-- Exercise --
Please repeat the records exactly. The pictures are to be left out.
START Dataset excerpts
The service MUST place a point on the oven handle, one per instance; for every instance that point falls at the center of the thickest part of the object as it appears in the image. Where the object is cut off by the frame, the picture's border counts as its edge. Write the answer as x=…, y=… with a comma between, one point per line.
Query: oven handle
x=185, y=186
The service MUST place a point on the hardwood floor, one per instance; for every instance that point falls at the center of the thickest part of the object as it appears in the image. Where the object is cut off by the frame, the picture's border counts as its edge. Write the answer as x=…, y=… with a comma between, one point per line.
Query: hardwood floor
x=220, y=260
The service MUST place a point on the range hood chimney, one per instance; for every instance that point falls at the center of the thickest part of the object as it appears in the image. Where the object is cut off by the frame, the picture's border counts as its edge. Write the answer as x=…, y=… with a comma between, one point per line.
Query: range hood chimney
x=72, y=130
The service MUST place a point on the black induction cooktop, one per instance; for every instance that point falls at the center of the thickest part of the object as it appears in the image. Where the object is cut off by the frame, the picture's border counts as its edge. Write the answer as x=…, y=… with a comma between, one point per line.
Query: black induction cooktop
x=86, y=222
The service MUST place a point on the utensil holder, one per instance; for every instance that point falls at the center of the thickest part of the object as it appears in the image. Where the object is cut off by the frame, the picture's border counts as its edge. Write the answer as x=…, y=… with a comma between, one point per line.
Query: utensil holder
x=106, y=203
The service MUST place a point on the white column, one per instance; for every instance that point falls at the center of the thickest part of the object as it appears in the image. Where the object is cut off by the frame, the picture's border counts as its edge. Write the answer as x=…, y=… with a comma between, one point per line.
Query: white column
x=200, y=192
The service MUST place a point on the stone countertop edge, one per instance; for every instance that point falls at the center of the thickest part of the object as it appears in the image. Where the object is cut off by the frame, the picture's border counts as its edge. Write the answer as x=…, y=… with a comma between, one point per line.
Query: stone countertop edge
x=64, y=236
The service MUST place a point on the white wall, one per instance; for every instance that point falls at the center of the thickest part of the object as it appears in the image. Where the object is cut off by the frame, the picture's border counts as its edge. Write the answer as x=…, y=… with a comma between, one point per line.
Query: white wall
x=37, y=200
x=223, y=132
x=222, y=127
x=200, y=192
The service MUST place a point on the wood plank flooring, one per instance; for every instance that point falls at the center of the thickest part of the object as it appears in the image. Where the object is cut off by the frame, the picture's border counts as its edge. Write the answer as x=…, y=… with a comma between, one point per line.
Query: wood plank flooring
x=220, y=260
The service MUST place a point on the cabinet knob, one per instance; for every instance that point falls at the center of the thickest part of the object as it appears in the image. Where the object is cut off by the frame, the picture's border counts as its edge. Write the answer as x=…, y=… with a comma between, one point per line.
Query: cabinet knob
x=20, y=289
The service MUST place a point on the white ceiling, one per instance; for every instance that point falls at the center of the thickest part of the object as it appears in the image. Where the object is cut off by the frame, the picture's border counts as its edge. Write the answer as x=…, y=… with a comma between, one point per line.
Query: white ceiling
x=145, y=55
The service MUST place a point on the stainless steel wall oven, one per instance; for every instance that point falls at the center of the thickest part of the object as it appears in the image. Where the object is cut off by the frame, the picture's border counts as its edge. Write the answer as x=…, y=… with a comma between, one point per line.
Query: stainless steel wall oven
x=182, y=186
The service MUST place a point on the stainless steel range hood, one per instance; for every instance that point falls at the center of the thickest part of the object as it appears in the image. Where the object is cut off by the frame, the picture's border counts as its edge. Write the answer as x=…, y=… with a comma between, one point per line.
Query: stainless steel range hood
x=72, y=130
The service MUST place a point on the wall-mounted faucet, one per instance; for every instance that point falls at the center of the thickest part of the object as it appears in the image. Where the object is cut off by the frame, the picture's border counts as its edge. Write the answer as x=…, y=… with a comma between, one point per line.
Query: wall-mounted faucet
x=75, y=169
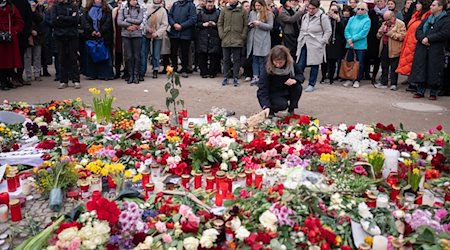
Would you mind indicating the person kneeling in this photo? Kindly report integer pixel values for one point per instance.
(279, 86)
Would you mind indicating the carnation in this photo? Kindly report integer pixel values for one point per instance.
(190, 243)
(208, 238)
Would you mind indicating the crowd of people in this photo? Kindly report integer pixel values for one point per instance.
(108, 40)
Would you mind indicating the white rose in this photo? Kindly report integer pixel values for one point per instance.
(68, 234)
(208, 238)
(268, 220)
(190, 243)
(242, 233)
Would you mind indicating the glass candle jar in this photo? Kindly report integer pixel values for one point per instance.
(16, 210)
END Dataset excerpts
-- Solution below --
The service MUST place a point on the oven handle, one per instance; for every instance that point falls at the center of the thickest part of the object as it appears in the image. Where the object is cut off by the frame, the picture's border counts as its edge. Write the answer as x=…, y=… with a comma between, one point per line.
Query: oven handle
x=185, y=186
The service MUST place a point on the hardwood floor, one per instance; for every instance that point falls at the center of the thickest part of the object as it appears in the image. Where the object is cut off by the frame, the picture's border counts as its edge. Write the answer as x=…, y=… with a comma between, one point per line.
Query: hardwood floor
x=220, y=260
The service MUST place a point on the range hood chimney, one per instance; for every instance that point falls at the center of the thickest part of the object as it appears in the image. Where the object is cut off by the frame, the picture's border counts as its edge. Write the answer as x=…, y=… with a comma between, one point per line.
Query: range hood chimney
x=72, y=130
The service MUST place a point on the black induction cooktop, one per instance; for every instance that point falls at the center of the thickest part of the object as it appears in the image. Where the object is cut off by the frame, the picture's border counts as its edge. Write the answer as x=…, y=… with a comma between, one point per line.
Query: black induction cooktop
x=86, y=222
The service MUST place a point on the utensil holder, one per instance; for every instance that point falls at the center of the thickest part of the object as it appears in the image. Where the object is cut off by the frame, the picture's border counts as its edge. Write the answer as x=…, y=… with a comma between, one point per line.
Query: utensil holder
x=106, y=203
The service MUST place a point on the white column, one per instance; for every instance that point falls at the center of the thickest part of the object as it appears in the image. Where the object is cut off by the frame, the picture's border counts as its edge. Write the answer as x=…, y=… with a comma between, one point per line.
Query: white column
x=200, y=192
The service MUST place a point on the stone countertop edge, one per instance; for every instance that point falls at the center of the thickest part of the object as it appears in the image. Where the object is cut off by the frame, the picture's border counts as its edge. Write the answer as x=…, y=… with a comma between, one point per line.
Query: stone countertop edge
x=64, y=236
The service MUST place a point on the white wall, one per instance; for every instance that point falls at the center of the thickest part of the object as it appears in the image. Where the object is cut off by the frame, the picture's border counts as its edge. Write the answer as x=…, y=… with a comma between, one point per line.
Query: white wall
x=37, y=200
x=223, y=132
x=222, y=127
x=200, y=192
The service MUST place a point on the wood plank flooring, one per instance; for every instance that point falls at the center of the thickest part of the object as it appears in the image. Where the object is cut off by the frame, the picture's border counts as its edge. Write the answer as x=…, y=… with a comma between, one point per line.
Query: wood plank flooring
x=220, y=260
The service MUST place a point on the cabinet knob, one per instance; for every instance that point falls at the center of the thickest part of the object as it appears in the image. Where the object is cut off by the frame, the picture's border counts as its edge. Write the answer as x=…, y=… with a comma between, one point per line.
Query: cabinet knob
x=20, y=289
The service MUST place a point on the white ceiling, one per instance; for every instance that point falls at the center of the thickest part of the object as it appears in the image. Where the object is cut off by the frame, the picture's border counts as its edge. Write the answer as x=…, y=… with a comma between, one point per line.
Query: white ceiling
x=145, y=55
The service MUST place a point on the stainless steel wall oven, one per instance; for every instance that point falls at the center of the thickest part of the object as it appears in the image. Where the object is cut off by the frame, the picture's border counts as its edge. Write the answer as x=…, y=… with a comma between, one point per line.
Query: stainless steel wall oven
x=182, y=186
The service MUST place a point on the stainless steel range hood, one per instance; for every instance that point falls at the center of the thickest part of the object as it appears in the image. Where the object is cut off by the frame, the picture's border counts as its edge. Write the answer as x=…, y=… with a comma between, one point per line.
Query: stainless steel range hood
x=72, y=130
The service MUST place a point on the wall-mounted faucet, one per instance; for every instance that point falls at the center of the thickest part of the object as it appears in the image. Where the object is cut off by the frame, the picture's border counts as its edge. Write the answer as x=…, y=… with a comma between, one point per line.
Query: wall-mounted faucet
x=75, y=169
Would you mind indicating the person kneeling in this photo? Kindly report integer pixel values for one point per instance.
(279, 86)
Would you mind indicating the carnation in this photo? Kindly report integer pixel values for one point per instance.
(190, 243)
(208, 238)
Would you mind indicating the crowd of people in this photo? Kindly report integer pixel values for one point per instance.
(108, 40)
Would you mind indicating the white rose in this photo? Kindly report integer pixel values for one point per instance.
(68, 234)
(208, 238)
(268, 220)
(190, 243)
(242, 233)
Would you mind indicating the glass candle jar in this photo? Kindly report integer pixel values for one point per instance.
(16, 210)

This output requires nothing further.